#### Textauszug ####

Noch als alter Herr nervte er das Establishment

In seiner zweiten Heimat Deutschland, wo er mittlerweile Gastvorlesungen in Bonn und Münster hielt, kämpfte "Väterchen" gegen alte Nationalsozialisten und neue Kalte Krieger, gegen Wiederbewaffnung und Konsumfetischismus. Frommen Vergangenheitsverdrängern warf er vor, "der politischen Verantwortung in die Tiefe der Religiosität zu entwischen". Er konnte es nicht mehr hören, wenn Theologen schaudernd erzählten, damals hätten sie "dem Satan in die Augen geblickt". Barth: "Warum redet ihr immer nur von Dämonen? Warum sagt ihr nicht konkret: Wir sind politische Narren gewesen?"

Noch als alter Herr nervte er das Establishment. Statt sich durch Remilitarisierung auf neue Kriege vorzubereiten, solle man lieber alles daran setzen, "durch Wiedervereinigung und Neutralisierung" eine "solide Brücke" zwischen Ost und West zu errichten, schrieb er den Bonner Politikern ins Stammbuch. Daraufhin erklärte Bundespräsident Theodor Heuss 1958, wenn die westdeutschen Buchhändler wirklich dem zweiundsiebzigjährigen Karl Barth ihren "Friedenspreis" verleihen sollten, werde er nicht zur Feier kommen. Den Preis bekam dann Barths Basler Philosophenkollege Karl Jaspers.

Am 10. Dezember 1968 starb Karl Barth. Seine Freundin und Muse Charlotte von Kirschbaum sollte ihn um sieben Jahre überleben, geistig stark verwirrt. Der greise Karl Barth hatte sie jeden Sonntag im Pflegeheim nahe Basel besucht. Ein Jahr später starb auch seine Ehefrau Nelly. Alle drei ruhen im Familiengrab.

#### Datensätze ####

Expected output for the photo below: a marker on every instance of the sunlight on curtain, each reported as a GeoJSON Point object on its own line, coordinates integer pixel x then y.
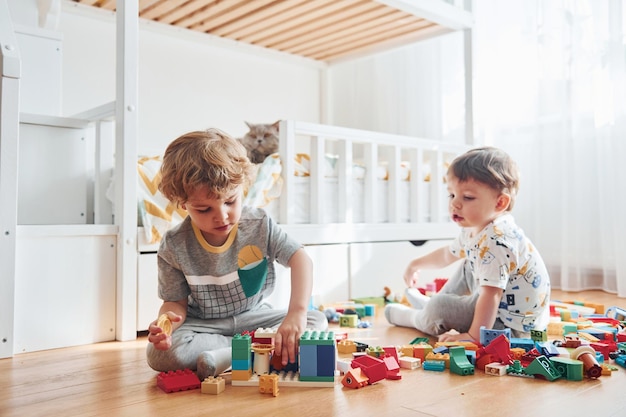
{"type": "Point", "coordinates": [550, 88]}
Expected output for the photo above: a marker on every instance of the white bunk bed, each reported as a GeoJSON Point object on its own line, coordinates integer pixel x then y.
{"type": "Point", "coordinates": [366, 209]}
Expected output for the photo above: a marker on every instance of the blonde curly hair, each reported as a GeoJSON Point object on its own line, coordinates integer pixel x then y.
{"type": "Point", "coordinates": [209, 158]}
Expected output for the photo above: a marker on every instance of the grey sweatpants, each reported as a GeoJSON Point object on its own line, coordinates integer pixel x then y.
{"type": "Point", "coordinates": [196, 336]}
{"type": "Point", "coordinates": [453, 306]}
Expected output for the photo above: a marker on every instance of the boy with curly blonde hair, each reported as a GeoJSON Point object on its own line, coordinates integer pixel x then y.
{"type": "Point", "coordinates": [217, 266]}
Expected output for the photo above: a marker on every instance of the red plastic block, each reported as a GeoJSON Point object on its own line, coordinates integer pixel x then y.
{"type": "Point", "coordinates": [180, 380]}
{"type": "Point", "coordinates": [372, 367]}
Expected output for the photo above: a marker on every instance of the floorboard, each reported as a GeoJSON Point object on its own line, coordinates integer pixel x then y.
{"type": "Point", "coordinates": [113, 379]}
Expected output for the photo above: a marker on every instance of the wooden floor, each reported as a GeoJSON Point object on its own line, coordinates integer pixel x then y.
{"type": "Point", "coordinates": [113, 379]}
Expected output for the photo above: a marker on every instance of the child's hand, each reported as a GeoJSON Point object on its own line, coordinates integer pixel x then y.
{"type": "Point", "coordinates": [159, 334]}
{"type": "Point", "coordinates": [411, 277]}
{"type": "Point", "coordinates": [287, 337]}
{"type": "Point", "coordinates": [454, 336]}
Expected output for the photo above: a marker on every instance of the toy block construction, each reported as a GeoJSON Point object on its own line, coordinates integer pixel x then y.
{"type": "Point", "coordinates": [179, 380]}
{"type": "Point", "coordinates": [315, 368]}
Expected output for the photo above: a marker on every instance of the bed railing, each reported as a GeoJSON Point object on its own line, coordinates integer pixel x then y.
{"type": "Point", "coordinates": [371, 149]}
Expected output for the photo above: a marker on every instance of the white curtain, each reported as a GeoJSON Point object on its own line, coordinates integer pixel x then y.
{"type": "Point", "coordinates": [550, 88]}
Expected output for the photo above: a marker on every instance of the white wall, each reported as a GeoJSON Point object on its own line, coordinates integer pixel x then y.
{"type": "Point", "coordinates": [415, 90]}
{"type": "Point", "coordinates": [186, 81]}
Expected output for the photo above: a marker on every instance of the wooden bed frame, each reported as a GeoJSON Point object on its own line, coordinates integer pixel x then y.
{"type": "Point", "coordinates": [113, 248]}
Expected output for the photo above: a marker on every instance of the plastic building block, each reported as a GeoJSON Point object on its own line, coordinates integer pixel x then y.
{"type": "Point", "coordinates": [376, 351]}
{"type": "Point", "coordinates": [346, 346]}
{"type": "Point", "coordinates": [459, 363]}
{"type": "Point", "coordinates": [499, 347]}
{"type": "Point", "coordinates": [438, 366]}
{"type": "Point", "coordinates": [373, 368]}
{"type": "Point", "coordinates": [517, 352]}
{"type": "Point", "coordinates": [420, 351]}
{"type": "Point", "coordinates": [516, 369]}
{"type": "Point", "coordinates": [393, 368]}
{"type": "Point", "coordinates": [488, 335]}
{"type": "Point", "coordinates": [496, 368]}
{"type": "Point", "coordinates": [538, 335]}
{"type": "Point", "coordinates": [343, 365]}
{"type": "Point", "coordinates": [587, 356]}
{"type": "Point", "coordinates": [467, 345]}
{"type": "Point", "coordinates": [268, 384]}
{"type": "Point", "coordinates": [570, 369]}
{"type": "Point", "coordinates": [621, 361]}
{"type": "Point", "coordinates": [179, 380]}
{"type": "Point", "coordinates": [547, 349]}
{"type": "Point", "coordinates": [285, 379]}
{"type": "Point", "coordinates": [348, 320]}
{"type": "Point", "coordinates": [544, 368]}
{"type": "Point", "coordinates": [409, 362]}
{"type": "Point", "coordinates": [262, 353]}
{"type": "Point", "coordinates": [165, 324]}
{"type": "Point", "coordinates": [213, 385]}
{"type": "Point", "coordinates": [355, 378]}
{"type": "Point", "coordinates": [443, 357]}
{"type": "Point", "coordinates": [317, 356]}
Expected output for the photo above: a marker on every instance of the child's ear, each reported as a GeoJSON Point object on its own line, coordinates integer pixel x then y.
{"type": "Point", "coordinates": [503, 202]}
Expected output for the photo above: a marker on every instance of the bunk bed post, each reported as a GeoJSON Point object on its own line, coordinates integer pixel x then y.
{"type": "Point", "coordinates": [370, 198]}
{"type": "Point", "coordinates": [286, 147]}
{"type": "Point", "coordinates": [9, 131]}
{"type": "Point", "coordinates": [316, 191]}
{"type": "Point", "coordinates": [469, 92]}
{"type": "Point", "coordinates": [127, 22]}
{"type": "Point", "coordinates": [345, 203]}
{"type": "Point", "coordinates": [394, 185]}
{"type": "Point", "coordinates": [417, 185]}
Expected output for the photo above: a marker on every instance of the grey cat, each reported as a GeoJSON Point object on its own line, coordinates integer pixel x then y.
{"type": "Point", "coordinates": [261, 141]}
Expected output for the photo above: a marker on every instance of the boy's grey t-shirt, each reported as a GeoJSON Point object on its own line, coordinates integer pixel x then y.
{"type": "Point", "coordinates": [227, 280]}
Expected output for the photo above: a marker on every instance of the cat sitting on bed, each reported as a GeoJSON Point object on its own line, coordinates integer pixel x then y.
{"type": "Point", "coordinates": [261, 141]}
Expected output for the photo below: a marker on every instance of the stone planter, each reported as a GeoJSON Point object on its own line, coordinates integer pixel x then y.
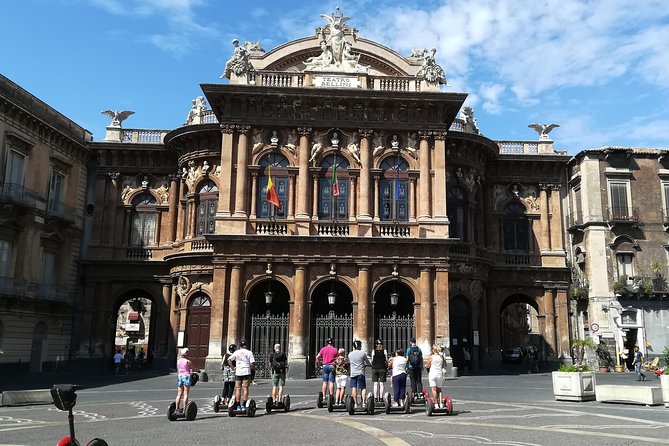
{"type": "Point", "coordinates": [664, 382]}
{"type": "Point", "coordinates": [574, 386]}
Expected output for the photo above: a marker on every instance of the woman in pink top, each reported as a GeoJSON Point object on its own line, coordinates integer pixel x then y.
{"type": "Point", "coordinates": [183, 380]}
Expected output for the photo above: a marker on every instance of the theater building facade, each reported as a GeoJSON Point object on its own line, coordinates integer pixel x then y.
{"type": "Point", "coordinates": [330, 188]}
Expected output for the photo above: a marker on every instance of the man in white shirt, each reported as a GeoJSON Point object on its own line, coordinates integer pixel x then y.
{"type": "Point", "coordinates": [244, 364]}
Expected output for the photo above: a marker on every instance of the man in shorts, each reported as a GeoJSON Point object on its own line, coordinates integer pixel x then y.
{"type": "Point", "coordinates": [327, 356]}
{"type": "Point", "coordinates": [279, 362]}
{"type": "Point", "coordinates": [358, 360]}
{"type": "Point", "coordinates": [243, 363]}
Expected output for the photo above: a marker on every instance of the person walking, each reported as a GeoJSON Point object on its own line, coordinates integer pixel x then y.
{"type": "Point", "coordinates": [326, 357]}
{"type": "Point", "coordinates": [637, 362]}
{"type": "Point", "coordinates": [279, 362]}
{"type": "Point", "coordinates": [415, 358]}
{"type": "Point", "coordinates": [183, 379]}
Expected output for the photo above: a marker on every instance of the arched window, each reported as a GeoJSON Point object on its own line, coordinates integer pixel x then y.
{"type": "Point", "coordinates": [394, 189]}
{"type": "Point", "coordinates": [144, 217]}
{"type": "Point", "coordinates": [456, 205]}
{"type": "Point", "coordinates": [207, 201]}
{"type": "Point", "coordinates": [333, 201]}
{"type": "Point", "coordinates": [278, 164]}
{"type": "Point", "coordinates": [516, 228]}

####

Aufgaben:
**A.** Nennen Sie alle Personen, die im Textauszug mit Namen vorkommen.
**B.** Schreiben Sie aus dem Textauszug den Abschnitt von „Noch als alter Herr nervte er das Establishment.“ bis „Philosophenkollege Karl Jaspers.“ wörtlich ab.

Lösungen:
**A.** Karl Barth, Theodor Heuss, Karl Jaspers, Charlotte von Kirschbaum, Nelly

**B.**
Noch als alter Herr nervte er das Establishment. Statt sich durch Remilitarisierung auf neue Kriege vorzubereiten, solle man lieber alles daran setzen, "durch Wiedervereinigung und Neutralisierung" eine "solide Brücke" zwischen Ost und West zu errichten, schrieb er den Bonner Politikern ins Stammbuch. Daraufhin erklärte Bundespräsident Theodor Heuss 1958, wenn die westdeutschen Buchhändler wirklich dem zweiundsiebzigjährigen Karl Barth ihren "Friedenspreis" verleihen sollten, werde er nicht zur Feier kommen. Den Preis bekam dann Barths Basler Philosophenkollege Karl Jaspers.